--- Start ---

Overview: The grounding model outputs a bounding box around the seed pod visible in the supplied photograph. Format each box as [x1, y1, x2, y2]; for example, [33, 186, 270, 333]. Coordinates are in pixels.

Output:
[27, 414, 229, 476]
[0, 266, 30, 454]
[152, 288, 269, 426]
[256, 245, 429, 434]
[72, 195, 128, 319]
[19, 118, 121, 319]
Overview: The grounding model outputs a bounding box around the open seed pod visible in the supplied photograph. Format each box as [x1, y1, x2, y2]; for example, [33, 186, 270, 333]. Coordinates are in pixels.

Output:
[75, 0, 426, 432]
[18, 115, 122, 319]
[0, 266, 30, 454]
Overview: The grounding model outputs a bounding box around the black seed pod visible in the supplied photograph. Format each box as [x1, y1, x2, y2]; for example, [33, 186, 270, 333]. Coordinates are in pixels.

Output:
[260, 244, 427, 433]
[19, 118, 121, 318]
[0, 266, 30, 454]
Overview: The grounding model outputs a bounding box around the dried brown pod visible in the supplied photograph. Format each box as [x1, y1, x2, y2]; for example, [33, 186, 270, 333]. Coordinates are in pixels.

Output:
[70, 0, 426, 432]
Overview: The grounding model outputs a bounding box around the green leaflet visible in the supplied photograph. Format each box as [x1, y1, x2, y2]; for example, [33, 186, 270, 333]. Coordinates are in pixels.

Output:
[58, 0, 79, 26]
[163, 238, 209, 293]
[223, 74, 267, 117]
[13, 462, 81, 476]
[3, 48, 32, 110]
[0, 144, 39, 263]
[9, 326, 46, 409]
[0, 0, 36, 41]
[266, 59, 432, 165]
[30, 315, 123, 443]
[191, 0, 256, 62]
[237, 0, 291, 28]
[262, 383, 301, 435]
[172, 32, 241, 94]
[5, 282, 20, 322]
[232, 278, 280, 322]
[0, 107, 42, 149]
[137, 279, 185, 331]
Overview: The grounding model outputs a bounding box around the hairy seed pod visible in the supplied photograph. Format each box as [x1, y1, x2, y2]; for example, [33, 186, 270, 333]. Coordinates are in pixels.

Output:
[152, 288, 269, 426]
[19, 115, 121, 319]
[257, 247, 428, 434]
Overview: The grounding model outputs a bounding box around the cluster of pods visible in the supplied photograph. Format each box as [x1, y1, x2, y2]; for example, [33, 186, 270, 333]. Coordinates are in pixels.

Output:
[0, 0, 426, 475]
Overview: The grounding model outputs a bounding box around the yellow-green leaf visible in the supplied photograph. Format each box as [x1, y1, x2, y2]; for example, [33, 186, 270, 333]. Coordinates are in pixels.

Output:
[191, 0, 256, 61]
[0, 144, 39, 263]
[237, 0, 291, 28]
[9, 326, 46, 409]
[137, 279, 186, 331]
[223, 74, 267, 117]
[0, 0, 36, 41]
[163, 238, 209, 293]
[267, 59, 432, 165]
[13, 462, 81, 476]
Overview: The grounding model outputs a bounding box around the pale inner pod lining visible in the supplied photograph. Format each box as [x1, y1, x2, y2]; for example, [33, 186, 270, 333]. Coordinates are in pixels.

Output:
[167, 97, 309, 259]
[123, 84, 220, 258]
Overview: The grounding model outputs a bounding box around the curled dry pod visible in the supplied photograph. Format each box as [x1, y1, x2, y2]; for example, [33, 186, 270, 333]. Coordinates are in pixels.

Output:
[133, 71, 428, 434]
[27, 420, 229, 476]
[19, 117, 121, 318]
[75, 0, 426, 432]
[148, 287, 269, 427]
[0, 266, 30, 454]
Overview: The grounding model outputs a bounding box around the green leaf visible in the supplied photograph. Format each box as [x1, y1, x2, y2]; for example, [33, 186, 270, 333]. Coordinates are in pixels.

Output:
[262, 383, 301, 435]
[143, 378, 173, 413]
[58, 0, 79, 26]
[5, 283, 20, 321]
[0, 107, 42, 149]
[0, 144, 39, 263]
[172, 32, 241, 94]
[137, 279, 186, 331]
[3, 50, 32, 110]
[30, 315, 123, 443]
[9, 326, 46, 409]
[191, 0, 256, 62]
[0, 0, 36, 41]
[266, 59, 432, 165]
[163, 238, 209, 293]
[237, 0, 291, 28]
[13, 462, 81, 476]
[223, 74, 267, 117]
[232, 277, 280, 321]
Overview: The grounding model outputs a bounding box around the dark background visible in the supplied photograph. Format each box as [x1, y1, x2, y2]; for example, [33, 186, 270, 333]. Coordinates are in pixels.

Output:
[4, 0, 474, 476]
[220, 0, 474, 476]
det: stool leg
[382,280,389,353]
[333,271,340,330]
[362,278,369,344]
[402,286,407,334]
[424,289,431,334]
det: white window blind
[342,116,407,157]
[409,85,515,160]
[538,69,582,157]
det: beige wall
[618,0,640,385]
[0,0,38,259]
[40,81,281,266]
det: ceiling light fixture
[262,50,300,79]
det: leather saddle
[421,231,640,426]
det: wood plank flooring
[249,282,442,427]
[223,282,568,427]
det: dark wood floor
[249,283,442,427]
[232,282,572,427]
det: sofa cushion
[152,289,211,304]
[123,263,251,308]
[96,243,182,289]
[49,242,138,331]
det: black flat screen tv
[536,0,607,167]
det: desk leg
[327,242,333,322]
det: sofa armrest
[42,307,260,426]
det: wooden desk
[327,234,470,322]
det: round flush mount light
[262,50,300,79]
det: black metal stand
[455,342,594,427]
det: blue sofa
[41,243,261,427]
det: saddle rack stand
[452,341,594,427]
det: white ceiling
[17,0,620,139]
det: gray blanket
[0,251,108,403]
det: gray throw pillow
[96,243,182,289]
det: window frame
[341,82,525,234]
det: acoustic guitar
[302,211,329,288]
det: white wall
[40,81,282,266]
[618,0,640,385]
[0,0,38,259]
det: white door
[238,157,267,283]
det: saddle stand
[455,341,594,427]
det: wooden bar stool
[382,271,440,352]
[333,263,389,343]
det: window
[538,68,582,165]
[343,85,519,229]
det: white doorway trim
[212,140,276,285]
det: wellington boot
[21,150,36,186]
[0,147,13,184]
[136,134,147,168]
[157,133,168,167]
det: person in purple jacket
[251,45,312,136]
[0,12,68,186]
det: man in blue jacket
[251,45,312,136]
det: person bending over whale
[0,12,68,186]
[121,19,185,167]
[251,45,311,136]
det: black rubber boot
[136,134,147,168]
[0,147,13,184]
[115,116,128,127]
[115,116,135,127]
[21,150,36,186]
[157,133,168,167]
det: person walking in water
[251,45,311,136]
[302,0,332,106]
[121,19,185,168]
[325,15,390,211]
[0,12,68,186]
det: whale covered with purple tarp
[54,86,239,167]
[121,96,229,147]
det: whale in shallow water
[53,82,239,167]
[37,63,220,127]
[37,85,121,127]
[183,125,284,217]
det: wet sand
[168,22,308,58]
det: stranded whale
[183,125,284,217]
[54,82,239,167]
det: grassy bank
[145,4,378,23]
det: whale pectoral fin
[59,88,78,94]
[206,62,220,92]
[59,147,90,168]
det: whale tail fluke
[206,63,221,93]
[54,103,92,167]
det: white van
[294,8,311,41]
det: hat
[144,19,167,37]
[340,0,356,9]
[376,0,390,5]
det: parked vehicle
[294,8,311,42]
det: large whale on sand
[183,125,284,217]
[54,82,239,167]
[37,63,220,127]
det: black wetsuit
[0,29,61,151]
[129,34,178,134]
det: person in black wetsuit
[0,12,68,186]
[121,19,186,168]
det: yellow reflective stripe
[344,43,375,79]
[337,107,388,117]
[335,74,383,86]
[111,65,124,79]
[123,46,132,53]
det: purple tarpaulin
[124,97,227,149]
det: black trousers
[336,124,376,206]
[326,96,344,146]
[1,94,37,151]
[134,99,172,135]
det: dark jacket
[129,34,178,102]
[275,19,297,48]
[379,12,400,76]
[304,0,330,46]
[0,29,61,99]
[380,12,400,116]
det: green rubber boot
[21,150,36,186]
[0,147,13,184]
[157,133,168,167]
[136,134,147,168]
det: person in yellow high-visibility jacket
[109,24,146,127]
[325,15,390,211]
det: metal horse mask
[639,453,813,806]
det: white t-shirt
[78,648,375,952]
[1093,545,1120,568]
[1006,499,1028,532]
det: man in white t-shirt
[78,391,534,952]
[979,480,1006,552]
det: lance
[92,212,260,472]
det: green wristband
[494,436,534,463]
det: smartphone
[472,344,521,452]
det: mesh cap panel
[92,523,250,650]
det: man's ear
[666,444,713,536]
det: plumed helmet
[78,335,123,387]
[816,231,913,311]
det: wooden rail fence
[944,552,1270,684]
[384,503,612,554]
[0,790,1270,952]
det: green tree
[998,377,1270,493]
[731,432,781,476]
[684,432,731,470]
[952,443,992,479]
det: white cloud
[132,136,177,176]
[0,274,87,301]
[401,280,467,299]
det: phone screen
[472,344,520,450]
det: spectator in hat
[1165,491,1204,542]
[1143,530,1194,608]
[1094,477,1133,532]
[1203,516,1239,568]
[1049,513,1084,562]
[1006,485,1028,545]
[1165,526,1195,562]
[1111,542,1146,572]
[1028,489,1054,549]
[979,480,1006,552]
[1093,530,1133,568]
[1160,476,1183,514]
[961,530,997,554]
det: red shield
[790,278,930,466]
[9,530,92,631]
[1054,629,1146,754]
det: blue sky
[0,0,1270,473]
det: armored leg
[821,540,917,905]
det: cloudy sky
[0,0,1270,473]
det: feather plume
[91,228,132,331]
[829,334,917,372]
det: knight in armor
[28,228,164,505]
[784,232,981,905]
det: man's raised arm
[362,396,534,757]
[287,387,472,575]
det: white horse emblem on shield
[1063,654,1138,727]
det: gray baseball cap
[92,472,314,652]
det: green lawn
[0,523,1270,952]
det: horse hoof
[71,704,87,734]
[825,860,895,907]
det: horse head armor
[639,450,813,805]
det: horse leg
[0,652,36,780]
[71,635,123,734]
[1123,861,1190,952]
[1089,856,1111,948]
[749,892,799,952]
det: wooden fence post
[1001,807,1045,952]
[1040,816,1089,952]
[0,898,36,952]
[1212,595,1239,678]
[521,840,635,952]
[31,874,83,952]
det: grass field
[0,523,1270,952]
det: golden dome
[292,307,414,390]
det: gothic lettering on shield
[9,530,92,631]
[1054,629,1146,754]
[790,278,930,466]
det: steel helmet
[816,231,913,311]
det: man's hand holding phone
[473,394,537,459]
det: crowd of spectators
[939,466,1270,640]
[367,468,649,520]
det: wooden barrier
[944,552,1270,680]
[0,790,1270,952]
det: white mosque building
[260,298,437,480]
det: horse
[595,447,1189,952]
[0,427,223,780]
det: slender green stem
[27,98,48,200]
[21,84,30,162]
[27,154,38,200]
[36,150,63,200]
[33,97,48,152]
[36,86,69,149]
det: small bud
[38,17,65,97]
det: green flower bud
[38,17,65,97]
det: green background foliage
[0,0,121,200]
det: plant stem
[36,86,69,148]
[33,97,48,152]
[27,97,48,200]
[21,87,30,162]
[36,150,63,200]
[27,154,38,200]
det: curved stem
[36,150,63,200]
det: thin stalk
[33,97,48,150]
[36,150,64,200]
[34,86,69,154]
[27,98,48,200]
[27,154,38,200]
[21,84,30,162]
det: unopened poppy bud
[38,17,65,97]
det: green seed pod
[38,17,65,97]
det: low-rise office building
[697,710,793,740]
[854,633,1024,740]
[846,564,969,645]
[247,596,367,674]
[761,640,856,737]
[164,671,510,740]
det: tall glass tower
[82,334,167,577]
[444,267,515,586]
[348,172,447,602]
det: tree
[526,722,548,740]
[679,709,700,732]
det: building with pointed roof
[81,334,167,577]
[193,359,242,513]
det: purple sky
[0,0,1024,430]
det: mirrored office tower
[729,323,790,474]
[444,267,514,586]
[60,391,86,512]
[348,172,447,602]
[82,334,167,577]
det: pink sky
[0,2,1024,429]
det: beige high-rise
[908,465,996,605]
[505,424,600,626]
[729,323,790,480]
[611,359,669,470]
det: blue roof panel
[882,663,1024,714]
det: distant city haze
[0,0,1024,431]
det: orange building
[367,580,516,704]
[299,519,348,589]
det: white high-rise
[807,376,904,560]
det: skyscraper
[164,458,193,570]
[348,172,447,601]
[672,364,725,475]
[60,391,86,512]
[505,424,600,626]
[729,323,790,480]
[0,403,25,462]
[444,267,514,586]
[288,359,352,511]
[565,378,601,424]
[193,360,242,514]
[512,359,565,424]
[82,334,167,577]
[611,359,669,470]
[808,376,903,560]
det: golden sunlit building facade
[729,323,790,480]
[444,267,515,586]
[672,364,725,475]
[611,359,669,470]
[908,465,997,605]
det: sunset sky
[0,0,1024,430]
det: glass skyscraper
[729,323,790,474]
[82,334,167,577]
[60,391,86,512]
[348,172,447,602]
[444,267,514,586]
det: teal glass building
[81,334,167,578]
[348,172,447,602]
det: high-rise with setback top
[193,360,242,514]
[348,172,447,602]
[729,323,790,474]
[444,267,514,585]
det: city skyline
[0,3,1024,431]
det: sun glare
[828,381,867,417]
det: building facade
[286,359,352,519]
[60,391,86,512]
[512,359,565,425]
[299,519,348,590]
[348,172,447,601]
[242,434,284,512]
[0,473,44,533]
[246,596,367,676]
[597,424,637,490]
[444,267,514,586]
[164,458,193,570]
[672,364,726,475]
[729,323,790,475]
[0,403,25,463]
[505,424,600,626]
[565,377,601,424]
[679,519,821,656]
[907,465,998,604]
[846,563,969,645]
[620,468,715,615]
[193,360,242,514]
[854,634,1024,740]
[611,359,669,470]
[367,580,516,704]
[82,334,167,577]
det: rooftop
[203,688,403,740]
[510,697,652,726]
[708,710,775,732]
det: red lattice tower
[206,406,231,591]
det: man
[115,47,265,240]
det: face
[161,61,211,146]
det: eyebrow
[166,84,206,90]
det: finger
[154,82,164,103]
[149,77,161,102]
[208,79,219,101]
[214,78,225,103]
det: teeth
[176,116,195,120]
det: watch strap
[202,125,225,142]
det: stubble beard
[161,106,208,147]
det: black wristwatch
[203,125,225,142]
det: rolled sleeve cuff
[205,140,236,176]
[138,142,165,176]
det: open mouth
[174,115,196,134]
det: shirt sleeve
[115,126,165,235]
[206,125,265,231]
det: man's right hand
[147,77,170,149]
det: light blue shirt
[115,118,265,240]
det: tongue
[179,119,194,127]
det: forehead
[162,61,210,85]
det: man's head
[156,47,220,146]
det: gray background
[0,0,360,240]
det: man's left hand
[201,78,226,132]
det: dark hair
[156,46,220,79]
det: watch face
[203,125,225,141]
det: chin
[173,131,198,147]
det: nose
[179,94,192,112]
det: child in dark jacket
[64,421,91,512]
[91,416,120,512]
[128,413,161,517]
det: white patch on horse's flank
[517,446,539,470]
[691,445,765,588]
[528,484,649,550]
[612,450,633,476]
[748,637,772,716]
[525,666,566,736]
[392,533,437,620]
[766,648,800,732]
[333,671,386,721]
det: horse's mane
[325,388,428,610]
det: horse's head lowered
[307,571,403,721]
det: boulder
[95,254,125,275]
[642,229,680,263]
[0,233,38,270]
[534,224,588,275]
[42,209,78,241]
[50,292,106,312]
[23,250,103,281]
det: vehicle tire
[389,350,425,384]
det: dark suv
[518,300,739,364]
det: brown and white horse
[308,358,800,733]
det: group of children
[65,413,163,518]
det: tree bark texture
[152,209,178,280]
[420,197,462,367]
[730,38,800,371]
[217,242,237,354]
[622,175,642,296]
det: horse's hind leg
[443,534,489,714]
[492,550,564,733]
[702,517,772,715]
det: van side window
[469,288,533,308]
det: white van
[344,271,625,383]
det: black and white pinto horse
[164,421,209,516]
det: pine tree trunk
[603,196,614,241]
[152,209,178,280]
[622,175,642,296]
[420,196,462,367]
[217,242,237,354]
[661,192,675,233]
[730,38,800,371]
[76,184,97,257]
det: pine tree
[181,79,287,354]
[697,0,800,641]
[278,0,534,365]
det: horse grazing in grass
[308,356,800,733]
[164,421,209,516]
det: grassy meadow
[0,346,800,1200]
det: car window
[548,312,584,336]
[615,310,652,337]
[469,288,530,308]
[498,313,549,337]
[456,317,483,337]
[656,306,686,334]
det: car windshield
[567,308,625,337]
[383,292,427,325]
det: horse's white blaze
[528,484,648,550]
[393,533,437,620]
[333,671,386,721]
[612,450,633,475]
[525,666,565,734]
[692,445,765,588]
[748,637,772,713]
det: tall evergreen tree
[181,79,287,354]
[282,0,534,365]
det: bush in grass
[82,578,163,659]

--- End ---

(Task instructions):
Please reproduce everything from the start of the records down to and including the line containing "[256, 245, 429, 434]".

(Correct output):
Overview: The grounding model outputs a bounding box around the seed pod visible in the supplied photograph. Format each box as [x1, y1, x2, y2]; for example, [33, 186, 270, 333]. Coordinates are in pixels.

Output:
[27, 414, 229, 476]
[0, 266, 30, 454]
[152, 288, 269, 426]
[256, 245, 429, 434]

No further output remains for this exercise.